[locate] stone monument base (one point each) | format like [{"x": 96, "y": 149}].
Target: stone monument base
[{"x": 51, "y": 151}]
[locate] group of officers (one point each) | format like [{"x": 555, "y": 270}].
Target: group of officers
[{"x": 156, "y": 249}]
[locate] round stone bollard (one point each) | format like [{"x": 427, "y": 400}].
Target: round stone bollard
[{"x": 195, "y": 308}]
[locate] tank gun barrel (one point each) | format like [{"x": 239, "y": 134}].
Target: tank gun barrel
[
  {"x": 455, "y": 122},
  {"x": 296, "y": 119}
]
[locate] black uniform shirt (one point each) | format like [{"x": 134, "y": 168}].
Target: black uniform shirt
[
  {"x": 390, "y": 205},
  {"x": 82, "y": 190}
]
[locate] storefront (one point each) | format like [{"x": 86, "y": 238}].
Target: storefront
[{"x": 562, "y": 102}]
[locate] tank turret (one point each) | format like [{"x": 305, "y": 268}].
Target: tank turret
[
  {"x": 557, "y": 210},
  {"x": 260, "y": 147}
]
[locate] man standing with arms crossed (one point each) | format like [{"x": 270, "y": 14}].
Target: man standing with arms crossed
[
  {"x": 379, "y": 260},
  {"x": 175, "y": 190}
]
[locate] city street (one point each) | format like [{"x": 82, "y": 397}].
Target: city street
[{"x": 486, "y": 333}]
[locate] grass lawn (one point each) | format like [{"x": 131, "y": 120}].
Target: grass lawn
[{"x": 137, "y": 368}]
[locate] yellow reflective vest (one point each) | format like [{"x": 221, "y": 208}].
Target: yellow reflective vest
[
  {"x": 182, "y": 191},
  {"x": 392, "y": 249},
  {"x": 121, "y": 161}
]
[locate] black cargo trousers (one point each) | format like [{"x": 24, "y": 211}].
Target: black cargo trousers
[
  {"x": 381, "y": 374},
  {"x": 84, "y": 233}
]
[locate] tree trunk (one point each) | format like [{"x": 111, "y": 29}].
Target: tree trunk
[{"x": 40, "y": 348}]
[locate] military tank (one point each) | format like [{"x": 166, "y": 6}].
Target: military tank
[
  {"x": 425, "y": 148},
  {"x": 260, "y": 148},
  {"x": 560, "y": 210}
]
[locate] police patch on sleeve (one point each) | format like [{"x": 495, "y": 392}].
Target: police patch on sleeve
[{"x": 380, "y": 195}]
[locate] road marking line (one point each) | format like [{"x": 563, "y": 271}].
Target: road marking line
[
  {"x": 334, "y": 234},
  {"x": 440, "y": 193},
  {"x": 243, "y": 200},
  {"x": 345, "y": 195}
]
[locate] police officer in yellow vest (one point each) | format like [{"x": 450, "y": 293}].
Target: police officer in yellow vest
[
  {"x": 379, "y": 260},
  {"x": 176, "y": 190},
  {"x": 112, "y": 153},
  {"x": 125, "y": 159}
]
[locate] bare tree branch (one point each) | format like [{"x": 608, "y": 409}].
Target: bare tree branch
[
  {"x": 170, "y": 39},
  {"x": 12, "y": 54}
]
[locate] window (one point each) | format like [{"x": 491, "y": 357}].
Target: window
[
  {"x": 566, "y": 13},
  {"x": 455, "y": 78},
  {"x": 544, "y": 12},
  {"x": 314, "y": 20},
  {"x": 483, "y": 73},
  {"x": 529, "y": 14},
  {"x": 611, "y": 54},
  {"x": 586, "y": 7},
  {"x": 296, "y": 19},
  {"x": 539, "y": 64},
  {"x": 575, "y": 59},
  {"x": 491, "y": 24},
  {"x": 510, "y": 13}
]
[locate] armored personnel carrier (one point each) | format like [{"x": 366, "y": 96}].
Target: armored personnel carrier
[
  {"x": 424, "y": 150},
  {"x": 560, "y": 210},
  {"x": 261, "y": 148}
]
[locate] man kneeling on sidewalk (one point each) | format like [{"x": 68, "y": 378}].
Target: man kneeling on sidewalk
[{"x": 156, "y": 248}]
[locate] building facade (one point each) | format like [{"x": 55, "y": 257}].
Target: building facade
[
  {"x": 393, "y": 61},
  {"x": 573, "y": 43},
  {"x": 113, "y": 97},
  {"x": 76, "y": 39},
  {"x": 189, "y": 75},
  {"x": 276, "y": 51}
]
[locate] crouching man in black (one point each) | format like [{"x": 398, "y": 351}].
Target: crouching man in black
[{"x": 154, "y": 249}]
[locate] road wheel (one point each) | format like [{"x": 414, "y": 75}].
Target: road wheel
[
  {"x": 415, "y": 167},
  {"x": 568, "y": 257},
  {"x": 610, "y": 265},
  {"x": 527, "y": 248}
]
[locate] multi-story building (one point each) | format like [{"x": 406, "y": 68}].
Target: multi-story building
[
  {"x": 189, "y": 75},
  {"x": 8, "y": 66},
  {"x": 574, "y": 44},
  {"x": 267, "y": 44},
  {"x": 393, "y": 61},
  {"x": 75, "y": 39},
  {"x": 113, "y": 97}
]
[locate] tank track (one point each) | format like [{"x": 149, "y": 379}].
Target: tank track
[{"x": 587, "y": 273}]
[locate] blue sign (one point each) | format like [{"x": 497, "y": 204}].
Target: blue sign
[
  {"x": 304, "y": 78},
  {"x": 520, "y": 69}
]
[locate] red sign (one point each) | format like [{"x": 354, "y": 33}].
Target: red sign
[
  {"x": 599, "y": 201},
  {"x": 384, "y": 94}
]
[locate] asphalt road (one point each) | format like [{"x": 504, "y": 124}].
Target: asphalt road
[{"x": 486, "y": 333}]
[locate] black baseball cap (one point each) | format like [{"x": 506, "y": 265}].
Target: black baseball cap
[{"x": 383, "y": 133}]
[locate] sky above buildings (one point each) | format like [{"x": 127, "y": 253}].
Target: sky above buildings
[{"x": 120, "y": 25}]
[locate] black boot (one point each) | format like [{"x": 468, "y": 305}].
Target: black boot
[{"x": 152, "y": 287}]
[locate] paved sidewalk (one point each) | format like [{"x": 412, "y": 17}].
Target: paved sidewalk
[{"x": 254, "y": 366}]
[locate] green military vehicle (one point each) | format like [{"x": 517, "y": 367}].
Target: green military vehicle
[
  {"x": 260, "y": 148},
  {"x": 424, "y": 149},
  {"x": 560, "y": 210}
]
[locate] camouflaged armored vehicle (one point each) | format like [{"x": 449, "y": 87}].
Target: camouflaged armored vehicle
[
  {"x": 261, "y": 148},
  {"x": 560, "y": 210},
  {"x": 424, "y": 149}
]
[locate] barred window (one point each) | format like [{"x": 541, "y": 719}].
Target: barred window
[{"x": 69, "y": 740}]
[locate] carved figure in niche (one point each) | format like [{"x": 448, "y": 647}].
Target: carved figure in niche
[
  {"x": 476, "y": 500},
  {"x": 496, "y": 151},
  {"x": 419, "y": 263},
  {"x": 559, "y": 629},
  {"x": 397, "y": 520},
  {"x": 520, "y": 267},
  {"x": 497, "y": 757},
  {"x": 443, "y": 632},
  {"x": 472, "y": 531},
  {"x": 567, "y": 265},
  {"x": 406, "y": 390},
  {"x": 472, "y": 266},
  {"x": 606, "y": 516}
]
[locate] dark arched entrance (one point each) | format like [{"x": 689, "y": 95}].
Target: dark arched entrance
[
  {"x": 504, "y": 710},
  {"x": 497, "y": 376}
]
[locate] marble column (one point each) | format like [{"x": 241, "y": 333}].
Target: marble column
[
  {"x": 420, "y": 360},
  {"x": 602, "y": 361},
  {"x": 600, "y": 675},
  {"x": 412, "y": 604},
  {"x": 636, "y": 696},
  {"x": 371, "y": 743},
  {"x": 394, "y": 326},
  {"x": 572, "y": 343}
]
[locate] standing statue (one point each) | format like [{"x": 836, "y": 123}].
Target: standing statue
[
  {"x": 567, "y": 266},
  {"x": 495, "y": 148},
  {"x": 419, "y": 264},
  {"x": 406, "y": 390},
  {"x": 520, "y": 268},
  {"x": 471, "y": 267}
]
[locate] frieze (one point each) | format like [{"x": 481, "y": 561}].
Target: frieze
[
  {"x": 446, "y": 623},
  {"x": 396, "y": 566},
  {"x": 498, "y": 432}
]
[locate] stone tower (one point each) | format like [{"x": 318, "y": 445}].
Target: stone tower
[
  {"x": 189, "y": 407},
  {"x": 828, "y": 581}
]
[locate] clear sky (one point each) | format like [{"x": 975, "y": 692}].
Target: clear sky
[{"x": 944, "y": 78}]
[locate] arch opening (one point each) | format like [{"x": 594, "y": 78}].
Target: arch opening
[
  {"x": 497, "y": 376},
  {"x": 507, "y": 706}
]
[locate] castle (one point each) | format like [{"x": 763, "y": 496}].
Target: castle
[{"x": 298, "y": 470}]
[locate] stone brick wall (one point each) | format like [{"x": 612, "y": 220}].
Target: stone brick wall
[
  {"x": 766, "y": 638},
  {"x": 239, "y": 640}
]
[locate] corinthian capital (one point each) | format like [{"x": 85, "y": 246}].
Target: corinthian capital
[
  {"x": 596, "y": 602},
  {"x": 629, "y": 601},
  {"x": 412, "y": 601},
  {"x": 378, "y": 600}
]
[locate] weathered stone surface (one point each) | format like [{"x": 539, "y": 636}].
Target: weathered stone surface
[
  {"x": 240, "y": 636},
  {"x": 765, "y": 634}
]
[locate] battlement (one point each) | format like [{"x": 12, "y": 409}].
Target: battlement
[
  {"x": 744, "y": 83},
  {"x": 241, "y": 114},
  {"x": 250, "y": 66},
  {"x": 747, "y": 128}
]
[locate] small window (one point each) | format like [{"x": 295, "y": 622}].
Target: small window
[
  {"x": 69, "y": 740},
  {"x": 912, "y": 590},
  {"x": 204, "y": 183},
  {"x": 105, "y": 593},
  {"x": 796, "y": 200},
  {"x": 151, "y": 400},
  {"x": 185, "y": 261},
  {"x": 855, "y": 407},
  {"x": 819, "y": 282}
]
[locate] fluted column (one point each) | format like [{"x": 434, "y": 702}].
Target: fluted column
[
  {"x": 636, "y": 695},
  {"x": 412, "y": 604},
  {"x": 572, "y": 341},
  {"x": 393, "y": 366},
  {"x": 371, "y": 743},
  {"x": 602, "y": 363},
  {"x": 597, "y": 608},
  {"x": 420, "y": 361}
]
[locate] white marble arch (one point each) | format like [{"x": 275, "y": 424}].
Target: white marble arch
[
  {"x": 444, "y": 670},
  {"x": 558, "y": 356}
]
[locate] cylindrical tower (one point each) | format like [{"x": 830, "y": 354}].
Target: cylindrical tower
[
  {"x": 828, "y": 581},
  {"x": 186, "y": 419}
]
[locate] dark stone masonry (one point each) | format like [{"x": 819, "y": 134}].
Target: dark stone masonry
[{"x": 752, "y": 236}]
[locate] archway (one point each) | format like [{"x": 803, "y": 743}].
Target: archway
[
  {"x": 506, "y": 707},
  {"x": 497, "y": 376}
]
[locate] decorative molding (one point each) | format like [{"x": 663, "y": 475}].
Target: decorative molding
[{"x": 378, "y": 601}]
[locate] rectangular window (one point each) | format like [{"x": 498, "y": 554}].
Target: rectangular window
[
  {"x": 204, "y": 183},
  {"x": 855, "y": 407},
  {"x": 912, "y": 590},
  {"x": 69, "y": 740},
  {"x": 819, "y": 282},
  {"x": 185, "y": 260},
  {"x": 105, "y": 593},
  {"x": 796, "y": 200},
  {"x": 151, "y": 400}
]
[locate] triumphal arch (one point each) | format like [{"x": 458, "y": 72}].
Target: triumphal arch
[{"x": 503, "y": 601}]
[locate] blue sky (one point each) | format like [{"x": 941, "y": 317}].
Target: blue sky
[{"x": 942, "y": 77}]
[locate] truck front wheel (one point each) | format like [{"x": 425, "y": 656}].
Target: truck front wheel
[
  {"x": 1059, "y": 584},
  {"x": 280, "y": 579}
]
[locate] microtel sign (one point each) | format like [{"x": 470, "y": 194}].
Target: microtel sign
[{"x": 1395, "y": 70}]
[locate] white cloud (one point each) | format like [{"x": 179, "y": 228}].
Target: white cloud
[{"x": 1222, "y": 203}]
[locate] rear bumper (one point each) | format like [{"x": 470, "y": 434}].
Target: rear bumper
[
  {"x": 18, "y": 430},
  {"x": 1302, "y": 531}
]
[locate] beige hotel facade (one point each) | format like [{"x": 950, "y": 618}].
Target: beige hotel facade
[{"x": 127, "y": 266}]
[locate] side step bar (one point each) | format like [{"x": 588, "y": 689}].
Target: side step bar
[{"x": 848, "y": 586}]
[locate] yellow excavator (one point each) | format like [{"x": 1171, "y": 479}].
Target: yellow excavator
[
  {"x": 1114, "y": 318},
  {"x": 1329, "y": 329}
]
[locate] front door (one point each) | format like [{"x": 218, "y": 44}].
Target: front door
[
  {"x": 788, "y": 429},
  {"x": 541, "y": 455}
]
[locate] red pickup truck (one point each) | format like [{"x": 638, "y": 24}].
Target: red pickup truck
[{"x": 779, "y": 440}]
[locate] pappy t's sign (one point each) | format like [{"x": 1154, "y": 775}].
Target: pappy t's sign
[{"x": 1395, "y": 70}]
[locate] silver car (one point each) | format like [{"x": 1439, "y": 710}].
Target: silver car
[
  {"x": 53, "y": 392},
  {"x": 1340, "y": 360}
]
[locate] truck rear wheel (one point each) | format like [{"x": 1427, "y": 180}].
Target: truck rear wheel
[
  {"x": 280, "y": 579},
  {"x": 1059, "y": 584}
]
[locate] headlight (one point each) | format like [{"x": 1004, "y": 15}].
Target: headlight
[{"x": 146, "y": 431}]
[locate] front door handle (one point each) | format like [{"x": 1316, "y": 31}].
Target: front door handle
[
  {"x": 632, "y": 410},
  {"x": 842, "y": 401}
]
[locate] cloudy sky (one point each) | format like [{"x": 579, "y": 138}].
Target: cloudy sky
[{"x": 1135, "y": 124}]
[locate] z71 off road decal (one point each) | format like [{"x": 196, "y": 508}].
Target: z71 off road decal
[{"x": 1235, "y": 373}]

## Given problem
Give again, word for word, every line from the one holding "[locate] silver car" to the end of the data.

## Response for this exercise
[locate] silver car (one point each) | format like [{"x": 1439, "y": 710}].
Target: silver car
[
  {"x": 53, "y": 392},
  {"x": 1340, "y": 360}
]
[locate] truck rear wheel (one point each) | format like [{"x": 1427, "y": 180}].
Target: truck rear wheel
[
  {"x": 280, "y": 579},
  {"x": 1059, "y": 584}
]
[locate] headlight (one point each) | format like [{"x": 1004, "y": 15}].
Target: headlight
[{"x": 146, "y": 431}]
[locate] front door handle (one point each) | format like [{"x": 1316, "y": 31}].
Target: front door handle
[
  {"x": 632, "y": 410},
  {"x": 842, "y": 401}
]
[locate] cloudy sky (one point each) | format like [{"x": 579, "y": 138}].
Target: cloudy sky
[{"x": 1135, "y": 124}]
[locate] z71 off road decal (one point each) | format like [{"x": 196, "y": 508}].
Target: z71 off road decal
[{"x": 1235, "y": 373}]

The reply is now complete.